Excerpts from annotation records:
----

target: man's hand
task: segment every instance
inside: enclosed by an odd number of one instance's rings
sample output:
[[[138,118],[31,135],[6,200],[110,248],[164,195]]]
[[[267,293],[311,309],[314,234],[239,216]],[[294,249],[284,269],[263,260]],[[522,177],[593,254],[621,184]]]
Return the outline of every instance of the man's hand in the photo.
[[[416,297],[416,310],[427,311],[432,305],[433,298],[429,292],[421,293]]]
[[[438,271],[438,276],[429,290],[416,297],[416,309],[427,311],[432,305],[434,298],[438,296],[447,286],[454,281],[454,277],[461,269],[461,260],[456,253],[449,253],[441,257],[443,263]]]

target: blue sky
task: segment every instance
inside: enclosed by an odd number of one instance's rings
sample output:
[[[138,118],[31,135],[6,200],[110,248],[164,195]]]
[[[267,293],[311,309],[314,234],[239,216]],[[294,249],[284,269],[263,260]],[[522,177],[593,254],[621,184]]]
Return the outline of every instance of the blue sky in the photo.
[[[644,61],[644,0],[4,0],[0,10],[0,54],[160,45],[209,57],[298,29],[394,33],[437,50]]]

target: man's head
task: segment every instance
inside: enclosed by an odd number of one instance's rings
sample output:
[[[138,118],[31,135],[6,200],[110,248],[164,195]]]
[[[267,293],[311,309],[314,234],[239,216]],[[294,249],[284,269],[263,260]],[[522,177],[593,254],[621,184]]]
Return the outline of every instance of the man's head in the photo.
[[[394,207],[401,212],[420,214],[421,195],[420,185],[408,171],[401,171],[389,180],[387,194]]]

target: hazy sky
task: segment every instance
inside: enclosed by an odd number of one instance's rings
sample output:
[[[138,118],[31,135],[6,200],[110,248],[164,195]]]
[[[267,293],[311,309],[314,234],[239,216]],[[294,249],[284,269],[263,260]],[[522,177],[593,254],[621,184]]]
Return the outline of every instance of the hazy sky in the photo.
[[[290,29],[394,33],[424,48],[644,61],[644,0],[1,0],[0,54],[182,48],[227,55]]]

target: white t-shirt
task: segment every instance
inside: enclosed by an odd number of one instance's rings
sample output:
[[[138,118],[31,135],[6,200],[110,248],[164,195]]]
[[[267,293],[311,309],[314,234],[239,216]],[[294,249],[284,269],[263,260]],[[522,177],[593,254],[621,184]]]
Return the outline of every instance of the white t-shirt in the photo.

----

**Short problem:** Convert the lines from the one with "target: hazy sky" through the final line above into a Markdown table with the columns Row and Line. Number each row and omit blank lines.

**Answer to the task:**
| Row | Line |
|---|---|
| 1 | target: hazy sky |
| 2 | task: segment every instance |
| 3 | inside: enclosed by an odd number of one instance's rings |
| 4 | sample output: |
| 5 | [[[138,118],[31,135],[6,200],[110,248],[164,195]]] |
| 6 | [[[267,293],[311,309],[314,234],[239,216]],[[294,249],[284,269],[263,260]],[[522,177],[593,254],[621,184]]] |
| 7 | Return the outline of every instance of the hazy sky in the photo. |
| 8 | [[[290,29],[394,33],[424,48],[644,61],[644,0],[1,0],[0,54],[182,48],[227,55]]] |
| 9 | target: white t-shirt |
| 10 | task: segment every instance |
| 11 | inside: enclosed by an odd number of one instance's rings |
| 12 | sample output: |
| 13 | [[[138,118],[31,135],[6,200],[110,248],[164,195]]] |
| 14 | [[[267,293],[311,309],[314,234],[239,216]],[[294,249],[284,269],[263,260]],[[522,177],[593,254],[621,184]]] |
| 15 | Return the outline of every instance of the white t-shirt in the photo. |